→ Task 1
Quote everything in the meditation post from "A common issues" down to "be that easy.".

# Page text start

2 Tips to make Meditation a Habit

Naveennarayanan
3 min readOct 15, 2020

A common issues plagues most of us, certainly me. Creating new habits, especially the good ones is tough. Many of us tend to write resolutions on 1st January and statistics show that >80% forget within the first 2 weeks of January. The funny part is that most wait for the next January for new resolutions rather than re-write or vow them the next morning. Creating new & good habits may not be that easy.

Let us explore the habit of meditation or even mindfulness. It is a habit like dieting or exercising and probably harder to inculcate & sustain since there are no immediate tangible results. If I followed a diet routine, I may but a weighing scale as we all like to stay motivated with tangible progress. Meditation is about changes in the subtler things, like improved decision making, improved emotional well-being among other things but these are harder to notice & measure. We also need implicit or explicit ratification from others. So if a friend of mine says ‘hey you seem to have lost weight’, it motivates me to try harder at the gym. It may not be that obvious to my friend on the positive effects of my meditative habits. So the question I ask “is that the reason why very few of us practice & sustain meditation or mindfulness? It is not like people need to be educated on its positive effects & yet we don’t get to it consistently.

# Page text end
# Working data start

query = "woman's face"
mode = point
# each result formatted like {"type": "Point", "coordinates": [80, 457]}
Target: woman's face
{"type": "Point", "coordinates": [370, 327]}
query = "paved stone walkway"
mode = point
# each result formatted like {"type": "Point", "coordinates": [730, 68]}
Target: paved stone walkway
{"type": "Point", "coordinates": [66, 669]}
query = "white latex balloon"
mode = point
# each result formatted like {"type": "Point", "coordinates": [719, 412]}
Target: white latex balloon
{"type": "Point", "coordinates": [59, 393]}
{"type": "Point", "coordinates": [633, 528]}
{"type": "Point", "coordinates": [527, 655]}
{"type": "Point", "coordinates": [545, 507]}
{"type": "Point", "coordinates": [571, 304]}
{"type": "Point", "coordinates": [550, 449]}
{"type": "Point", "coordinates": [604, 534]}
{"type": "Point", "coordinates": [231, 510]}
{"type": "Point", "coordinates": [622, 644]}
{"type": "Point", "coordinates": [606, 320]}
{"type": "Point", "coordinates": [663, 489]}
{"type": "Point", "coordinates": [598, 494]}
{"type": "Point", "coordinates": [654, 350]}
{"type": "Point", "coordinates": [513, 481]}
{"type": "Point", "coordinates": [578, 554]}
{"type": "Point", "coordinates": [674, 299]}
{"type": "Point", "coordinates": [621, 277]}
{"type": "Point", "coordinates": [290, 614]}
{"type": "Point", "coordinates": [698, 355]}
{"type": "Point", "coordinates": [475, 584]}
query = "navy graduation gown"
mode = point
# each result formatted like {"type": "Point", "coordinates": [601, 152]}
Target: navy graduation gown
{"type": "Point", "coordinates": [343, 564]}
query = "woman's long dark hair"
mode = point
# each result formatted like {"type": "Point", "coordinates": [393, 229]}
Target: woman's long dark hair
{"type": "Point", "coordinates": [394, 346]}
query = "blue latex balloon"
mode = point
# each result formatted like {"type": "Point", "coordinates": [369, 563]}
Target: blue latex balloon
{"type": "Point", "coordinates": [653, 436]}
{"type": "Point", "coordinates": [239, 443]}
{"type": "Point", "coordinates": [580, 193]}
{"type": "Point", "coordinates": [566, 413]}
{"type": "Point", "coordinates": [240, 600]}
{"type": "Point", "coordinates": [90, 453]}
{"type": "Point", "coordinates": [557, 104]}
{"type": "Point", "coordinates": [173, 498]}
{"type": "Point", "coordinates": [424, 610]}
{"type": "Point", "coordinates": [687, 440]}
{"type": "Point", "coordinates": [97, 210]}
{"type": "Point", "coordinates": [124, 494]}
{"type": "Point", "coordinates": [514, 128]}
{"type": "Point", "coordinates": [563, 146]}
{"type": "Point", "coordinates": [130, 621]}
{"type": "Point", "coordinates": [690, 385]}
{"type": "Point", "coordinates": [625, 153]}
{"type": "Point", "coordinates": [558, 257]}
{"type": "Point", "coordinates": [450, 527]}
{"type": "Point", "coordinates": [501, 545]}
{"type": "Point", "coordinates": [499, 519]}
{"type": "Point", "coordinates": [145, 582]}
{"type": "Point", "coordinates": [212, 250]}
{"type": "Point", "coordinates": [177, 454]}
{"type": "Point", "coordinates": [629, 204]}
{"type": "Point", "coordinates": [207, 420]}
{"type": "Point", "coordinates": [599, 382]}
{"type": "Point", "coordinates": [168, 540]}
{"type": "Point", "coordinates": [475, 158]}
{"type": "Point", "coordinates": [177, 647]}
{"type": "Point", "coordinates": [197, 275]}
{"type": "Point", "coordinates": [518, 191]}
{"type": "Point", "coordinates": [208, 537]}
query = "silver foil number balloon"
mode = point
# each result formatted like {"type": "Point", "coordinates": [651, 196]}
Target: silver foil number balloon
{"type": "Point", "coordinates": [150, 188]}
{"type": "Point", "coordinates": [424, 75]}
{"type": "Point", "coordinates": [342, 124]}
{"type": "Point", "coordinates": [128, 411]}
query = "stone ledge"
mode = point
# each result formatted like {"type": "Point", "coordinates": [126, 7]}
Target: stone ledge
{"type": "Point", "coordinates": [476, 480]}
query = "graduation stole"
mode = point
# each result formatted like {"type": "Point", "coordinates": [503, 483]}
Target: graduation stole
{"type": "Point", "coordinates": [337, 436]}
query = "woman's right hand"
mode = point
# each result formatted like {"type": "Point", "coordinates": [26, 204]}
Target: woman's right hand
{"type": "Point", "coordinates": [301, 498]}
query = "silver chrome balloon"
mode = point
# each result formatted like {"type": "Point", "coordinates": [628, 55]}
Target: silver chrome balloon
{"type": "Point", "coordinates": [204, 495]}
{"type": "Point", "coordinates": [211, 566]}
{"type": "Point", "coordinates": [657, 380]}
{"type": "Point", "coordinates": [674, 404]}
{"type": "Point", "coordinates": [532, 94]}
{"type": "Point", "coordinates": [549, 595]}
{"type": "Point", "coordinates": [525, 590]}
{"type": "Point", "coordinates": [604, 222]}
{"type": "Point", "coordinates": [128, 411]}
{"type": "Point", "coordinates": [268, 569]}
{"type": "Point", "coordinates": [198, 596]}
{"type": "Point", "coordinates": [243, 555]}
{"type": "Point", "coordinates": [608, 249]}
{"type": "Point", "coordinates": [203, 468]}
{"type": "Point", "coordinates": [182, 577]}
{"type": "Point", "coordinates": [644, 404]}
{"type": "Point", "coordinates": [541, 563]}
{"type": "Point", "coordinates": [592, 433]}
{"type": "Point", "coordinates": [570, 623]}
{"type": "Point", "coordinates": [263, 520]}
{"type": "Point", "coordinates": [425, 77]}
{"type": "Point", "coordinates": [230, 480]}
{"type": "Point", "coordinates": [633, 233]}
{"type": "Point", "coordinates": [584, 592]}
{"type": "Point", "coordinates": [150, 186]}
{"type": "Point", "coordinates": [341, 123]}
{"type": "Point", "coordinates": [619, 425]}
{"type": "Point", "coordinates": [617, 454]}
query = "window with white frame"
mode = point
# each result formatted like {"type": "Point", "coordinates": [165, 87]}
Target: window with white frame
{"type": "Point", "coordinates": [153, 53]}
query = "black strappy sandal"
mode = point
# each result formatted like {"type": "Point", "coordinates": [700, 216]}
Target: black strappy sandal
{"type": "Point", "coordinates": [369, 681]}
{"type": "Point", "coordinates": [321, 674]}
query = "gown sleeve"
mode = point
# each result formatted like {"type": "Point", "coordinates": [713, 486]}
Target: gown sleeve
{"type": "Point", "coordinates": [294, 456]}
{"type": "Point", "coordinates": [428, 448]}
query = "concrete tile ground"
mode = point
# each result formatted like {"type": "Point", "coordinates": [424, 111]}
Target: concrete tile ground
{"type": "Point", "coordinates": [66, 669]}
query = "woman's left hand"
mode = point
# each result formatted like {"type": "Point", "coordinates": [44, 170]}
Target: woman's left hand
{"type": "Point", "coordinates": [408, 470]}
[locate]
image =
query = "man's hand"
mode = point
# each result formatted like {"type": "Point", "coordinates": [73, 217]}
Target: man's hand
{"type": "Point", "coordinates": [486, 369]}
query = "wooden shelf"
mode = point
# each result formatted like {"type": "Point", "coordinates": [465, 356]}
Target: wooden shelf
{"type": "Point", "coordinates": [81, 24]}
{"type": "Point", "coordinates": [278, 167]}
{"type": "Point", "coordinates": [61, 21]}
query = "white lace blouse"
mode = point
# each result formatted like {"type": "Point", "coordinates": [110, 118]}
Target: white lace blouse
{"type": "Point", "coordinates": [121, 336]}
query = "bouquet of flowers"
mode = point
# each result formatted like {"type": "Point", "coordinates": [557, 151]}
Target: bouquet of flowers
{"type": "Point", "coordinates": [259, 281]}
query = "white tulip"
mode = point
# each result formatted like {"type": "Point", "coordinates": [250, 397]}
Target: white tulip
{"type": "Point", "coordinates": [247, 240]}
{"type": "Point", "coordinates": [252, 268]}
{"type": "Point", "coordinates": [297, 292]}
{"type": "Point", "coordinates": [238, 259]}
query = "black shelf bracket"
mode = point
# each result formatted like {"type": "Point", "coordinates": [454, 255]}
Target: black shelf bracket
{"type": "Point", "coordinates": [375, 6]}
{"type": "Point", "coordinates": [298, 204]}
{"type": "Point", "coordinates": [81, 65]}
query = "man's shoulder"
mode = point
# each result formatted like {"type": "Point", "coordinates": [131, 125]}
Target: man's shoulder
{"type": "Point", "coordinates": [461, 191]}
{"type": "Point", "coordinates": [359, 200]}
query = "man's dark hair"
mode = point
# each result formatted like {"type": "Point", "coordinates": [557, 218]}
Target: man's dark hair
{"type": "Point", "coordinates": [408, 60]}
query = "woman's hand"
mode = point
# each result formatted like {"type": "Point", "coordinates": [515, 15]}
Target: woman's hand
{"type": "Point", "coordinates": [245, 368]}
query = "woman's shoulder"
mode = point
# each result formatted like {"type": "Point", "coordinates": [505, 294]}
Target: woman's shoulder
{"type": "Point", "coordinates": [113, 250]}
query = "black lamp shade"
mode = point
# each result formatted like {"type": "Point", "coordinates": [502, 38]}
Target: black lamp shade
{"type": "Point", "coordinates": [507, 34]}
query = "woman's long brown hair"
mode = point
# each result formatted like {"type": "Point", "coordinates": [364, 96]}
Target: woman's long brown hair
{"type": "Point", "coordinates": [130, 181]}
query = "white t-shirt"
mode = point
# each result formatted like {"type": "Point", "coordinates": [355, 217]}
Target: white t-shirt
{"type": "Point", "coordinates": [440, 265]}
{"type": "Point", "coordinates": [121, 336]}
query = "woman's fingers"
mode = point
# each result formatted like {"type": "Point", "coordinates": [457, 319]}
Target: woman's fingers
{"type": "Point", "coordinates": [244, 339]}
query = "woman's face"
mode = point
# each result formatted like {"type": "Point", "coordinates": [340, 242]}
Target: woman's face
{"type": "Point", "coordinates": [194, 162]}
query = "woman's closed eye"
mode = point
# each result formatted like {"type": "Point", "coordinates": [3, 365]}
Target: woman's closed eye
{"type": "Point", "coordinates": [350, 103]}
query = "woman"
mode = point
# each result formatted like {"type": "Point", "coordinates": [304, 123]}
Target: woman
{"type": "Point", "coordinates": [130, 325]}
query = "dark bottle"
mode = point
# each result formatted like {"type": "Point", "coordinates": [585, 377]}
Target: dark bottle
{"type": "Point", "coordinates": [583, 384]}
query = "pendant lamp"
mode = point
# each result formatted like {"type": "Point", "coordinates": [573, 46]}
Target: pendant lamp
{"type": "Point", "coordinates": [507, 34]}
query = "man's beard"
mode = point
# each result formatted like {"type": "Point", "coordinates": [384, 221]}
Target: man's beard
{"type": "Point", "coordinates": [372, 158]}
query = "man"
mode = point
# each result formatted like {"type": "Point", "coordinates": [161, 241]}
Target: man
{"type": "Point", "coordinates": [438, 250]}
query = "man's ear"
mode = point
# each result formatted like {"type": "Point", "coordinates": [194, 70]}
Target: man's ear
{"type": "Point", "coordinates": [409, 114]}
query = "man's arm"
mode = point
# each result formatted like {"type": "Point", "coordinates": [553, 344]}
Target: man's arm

# Working data end

→ Task 2
How many lines of the rows contain the string "navy", with case counting? Reply with the number only.

→ Exercise solution 1
A common issues plagues most of us, certainly me. Creating new habits, especially the good ones is tough. Many of us tend to write resolutions on 1st January and statistics show that >80% forget within the first 2 weeks of January. The funny part is that most wait for the next January for new resolutions rather than re-write or vow them the next morning. Creating new & good habits may not be that easy.

→ Exercise solution 2
2